### Excerpted text
****

Of course, if Millennials hold such great disdain for boomers and their values, then they should certainly reject the trillions of dollars they are set to inherit over the next decade from their elders. How ironic is it that the generation that detests work, money, and inheritance will receive an enormous windfall?
OK boomer? More like thank you, boomer!
According to a new Coldwell Banker report, titled “A Look at Wealth 2019: Millennial Millionaires,” those born in the 1980s and 1990s are expected to inherit more than $68 trillion from their Baby Boomer parents by the year 2030. This means they will possess five times as much wealth as they have today, representing one of the largest wealth transfers in modern history.
Study authors concluded:
“The difference between the millionaires of the early 1980s and the ones being created today is that many of them stand to inherit even more wealth from their Baby Boomer parents, who are considered the wealthiest generation in history.”
Put simply, despite their constant handwringing and wailing at the skies, Millennials are set to become the richest generation in the nation’s history. That is not too shabby for a demographic that spends its free time admiring its participation trophies manufactured out of avocado toast.
Millennials no longer have an excuse to live in their parents’ basement. Since they do not need to mooch off the Bank of Mom and Dad, Millennials can pay for their own arts and crafts supplies to design placards protesting capitalism and celebrating socialism. The man-bun-wearing men and the selfie-addicted women have their own money to donate to the campaigns of Sen. Bernie Sanders (I-VT) and Sen. Elizabeth Warren (D-MA). They can finally pay off their $30,000 student loan bill that was accrued from studying lesbian dance theory and existential philosophy in the age of deconstruction.

****

### What is asked
According to the Coldwell Banker report cited in the text on Millennial inheritance, how much are those born in the 1980s and 1990s expected to inherit from their Baby Boomer parents by 2030?

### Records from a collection
****

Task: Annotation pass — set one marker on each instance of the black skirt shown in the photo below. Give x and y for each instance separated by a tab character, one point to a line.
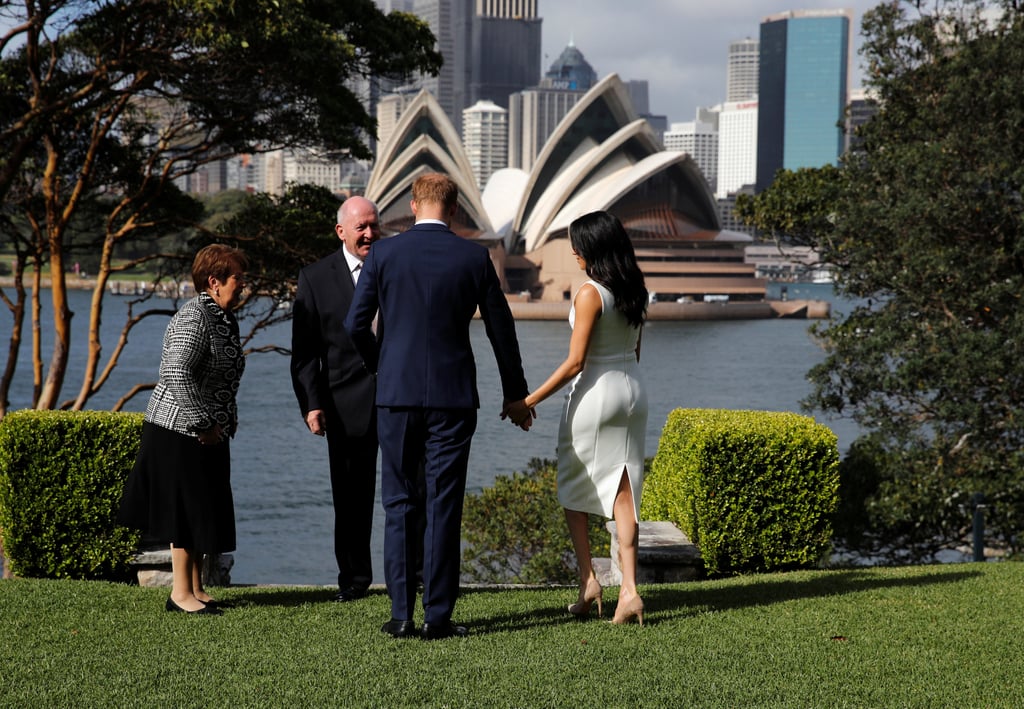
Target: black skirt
179	492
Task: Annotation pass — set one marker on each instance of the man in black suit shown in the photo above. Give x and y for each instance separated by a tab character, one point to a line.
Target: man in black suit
427	284
336	391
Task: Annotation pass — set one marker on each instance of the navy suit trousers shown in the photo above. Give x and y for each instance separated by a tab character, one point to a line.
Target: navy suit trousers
438	440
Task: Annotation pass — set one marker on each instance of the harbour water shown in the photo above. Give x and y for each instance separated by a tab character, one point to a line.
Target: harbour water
280	473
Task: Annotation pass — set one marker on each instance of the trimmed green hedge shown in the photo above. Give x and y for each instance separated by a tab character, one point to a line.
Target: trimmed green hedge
515	531
61	476
755	491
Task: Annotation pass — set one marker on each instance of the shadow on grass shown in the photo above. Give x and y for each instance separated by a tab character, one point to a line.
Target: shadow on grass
664	602
287	596
676	602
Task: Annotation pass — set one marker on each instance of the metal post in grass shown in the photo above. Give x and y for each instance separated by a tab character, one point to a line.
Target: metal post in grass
978	499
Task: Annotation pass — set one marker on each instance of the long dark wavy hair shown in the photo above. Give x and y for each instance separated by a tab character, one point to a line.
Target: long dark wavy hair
601	240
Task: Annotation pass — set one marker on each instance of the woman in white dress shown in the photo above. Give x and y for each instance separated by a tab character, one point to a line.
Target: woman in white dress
602	428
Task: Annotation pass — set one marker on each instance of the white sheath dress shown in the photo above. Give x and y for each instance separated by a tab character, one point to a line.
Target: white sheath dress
604	418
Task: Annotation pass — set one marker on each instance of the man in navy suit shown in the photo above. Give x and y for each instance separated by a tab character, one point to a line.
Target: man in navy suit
426	285
336	391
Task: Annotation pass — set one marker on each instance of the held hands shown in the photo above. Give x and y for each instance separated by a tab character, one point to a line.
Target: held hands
316	422
520	414
211	435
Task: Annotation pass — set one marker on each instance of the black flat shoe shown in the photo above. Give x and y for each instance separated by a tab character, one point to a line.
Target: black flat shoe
438	631
205	611
218	605
349	593
396	628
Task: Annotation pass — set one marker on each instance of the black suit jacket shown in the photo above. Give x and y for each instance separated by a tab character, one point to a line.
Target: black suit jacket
327	371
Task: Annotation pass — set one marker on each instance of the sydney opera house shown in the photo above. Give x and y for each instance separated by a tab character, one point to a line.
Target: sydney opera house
601	157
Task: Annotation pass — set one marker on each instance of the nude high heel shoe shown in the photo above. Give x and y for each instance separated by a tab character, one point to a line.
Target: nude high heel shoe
626	612
588	595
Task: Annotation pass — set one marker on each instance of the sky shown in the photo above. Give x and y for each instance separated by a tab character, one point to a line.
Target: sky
680	47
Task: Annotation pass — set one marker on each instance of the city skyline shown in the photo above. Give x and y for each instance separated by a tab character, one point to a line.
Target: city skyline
683	55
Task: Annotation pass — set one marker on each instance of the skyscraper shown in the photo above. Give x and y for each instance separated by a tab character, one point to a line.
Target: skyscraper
741	72
698	139
484	136
505	49
804	66
535	113
737	147
450	22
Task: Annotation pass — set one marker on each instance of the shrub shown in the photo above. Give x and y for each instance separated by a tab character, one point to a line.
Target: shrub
515	531
755	491
61	476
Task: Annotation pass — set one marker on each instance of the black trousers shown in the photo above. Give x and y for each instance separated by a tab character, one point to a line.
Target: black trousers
353	484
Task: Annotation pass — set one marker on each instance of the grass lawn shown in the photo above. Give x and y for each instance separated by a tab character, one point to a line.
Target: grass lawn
913	636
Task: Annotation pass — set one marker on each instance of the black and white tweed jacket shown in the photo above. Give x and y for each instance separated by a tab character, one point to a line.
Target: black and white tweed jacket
200	370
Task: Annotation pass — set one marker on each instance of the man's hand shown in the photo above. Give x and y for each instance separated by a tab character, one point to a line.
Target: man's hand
316	422
519	413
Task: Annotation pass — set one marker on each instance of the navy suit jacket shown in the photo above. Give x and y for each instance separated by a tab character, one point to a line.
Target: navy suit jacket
427	285
327	371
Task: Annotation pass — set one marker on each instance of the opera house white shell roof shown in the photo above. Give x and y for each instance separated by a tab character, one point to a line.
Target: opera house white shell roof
601	156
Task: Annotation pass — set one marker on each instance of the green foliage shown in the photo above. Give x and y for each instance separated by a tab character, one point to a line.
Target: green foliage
799	208
928	240
514	532
61	476
755	491
280	235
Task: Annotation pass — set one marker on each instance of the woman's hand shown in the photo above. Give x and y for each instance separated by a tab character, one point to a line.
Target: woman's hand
211	435
520	414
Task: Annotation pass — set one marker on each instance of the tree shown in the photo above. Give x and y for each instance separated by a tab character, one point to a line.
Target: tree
514	532
114	102
928	237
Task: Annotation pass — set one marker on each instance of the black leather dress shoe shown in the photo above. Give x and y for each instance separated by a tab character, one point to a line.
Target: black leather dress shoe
349	593
437	631
205	611
396	628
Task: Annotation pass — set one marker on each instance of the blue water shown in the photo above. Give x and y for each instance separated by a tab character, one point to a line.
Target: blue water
280	473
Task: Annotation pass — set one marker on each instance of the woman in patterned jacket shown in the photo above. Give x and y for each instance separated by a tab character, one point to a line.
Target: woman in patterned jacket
179	489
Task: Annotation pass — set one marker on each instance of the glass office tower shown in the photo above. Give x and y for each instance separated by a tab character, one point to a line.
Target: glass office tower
802	87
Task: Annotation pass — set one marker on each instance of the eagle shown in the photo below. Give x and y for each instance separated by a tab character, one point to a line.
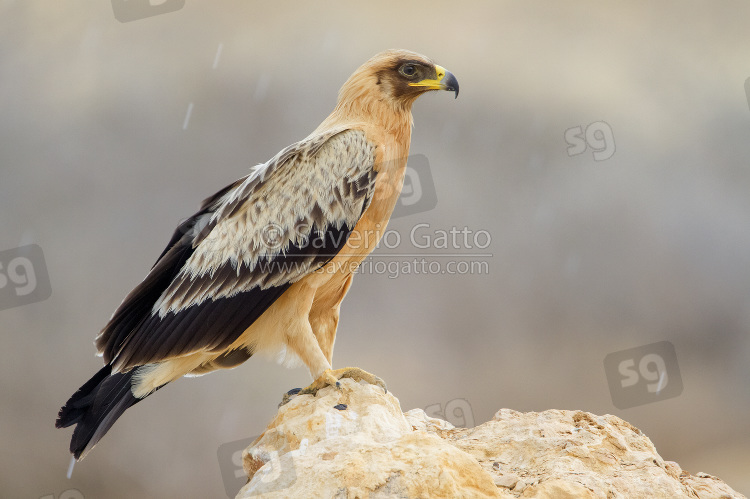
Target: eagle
265	263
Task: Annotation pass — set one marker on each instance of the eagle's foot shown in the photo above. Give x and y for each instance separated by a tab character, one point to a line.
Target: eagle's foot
331	377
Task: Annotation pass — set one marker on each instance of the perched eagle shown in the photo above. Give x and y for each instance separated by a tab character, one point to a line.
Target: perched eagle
264	264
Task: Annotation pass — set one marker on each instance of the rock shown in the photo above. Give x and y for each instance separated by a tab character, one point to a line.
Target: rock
354	442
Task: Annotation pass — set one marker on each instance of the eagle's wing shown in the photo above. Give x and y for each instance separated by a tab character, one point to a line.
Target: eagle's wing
248	243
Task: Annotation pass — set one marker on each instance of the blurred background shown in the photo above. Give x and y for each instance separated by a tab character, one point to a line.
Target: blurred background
112	132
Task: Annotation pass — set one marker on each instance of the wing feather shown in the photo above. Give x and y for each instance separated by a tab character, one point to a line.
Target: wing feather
248	243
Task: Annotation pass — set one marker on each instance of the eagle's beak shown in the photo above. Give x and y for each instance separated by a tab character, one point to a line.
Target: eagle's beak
444	80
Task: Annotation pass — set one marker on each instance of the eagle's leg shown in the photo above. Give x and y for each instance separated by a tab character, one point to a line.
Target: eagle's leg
331	377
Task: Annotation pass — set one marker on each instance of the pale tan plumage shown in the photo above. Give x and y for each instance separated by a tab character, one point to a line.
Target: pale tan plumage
264	265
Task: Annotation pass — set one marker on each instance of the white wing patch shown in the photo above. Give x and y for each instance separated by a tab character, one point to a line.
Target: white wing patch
320	183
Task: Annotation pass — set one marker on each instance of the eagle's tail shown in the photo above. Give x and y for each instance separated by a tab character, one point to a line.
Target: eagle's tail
95	407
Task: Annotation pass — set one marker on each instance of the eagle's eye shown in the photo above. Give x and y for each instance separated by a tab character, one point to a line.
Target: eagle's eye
408	70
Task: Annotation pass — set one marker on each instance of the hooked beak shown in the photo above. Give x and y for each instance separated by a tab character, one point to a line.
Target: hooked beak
444	80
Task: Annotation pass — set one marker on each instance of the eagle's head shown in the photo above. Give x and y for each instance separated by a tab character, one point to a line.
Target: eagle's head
397	77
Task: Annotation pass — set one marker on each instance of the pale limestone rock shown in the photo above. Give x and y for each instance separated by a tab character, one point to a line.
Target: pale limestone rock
316	448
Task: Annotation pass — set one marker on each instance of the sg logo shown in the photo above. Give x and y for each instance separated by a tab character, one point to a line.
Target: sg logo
598	136
643	375
23	277
457	412
132	10
418	194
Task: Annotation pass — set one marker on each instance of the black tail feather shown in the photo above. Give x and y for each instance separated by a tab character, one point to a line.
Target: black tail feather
95	407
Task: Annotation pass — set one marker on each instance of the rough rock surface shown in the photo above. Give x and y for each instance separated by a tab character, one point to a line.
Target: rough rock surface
367	448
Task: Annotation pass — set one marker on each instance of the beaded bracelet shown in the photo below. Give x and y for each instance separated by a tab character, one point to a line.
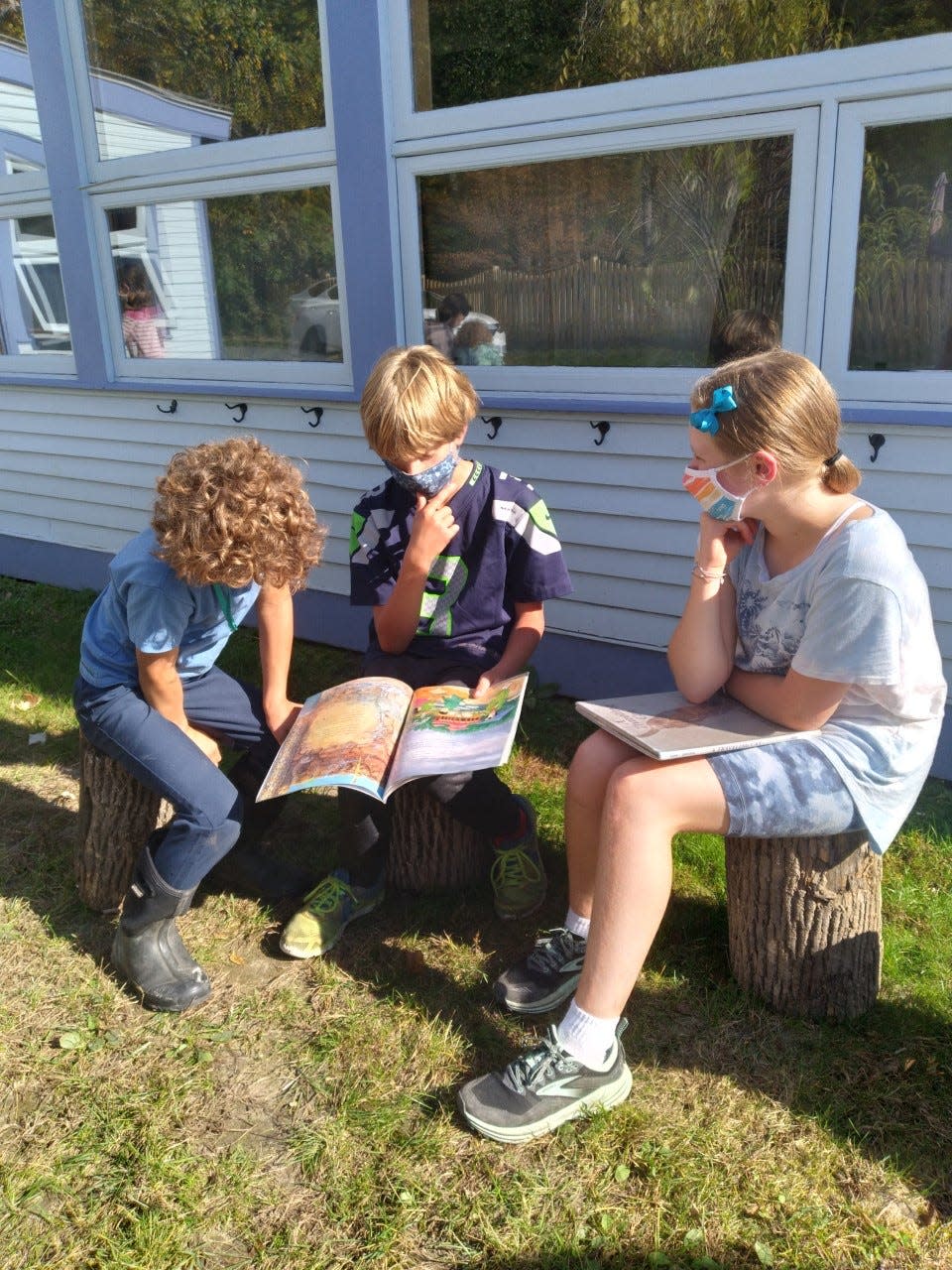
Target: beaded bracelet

****

### The output
More than $68 trillion.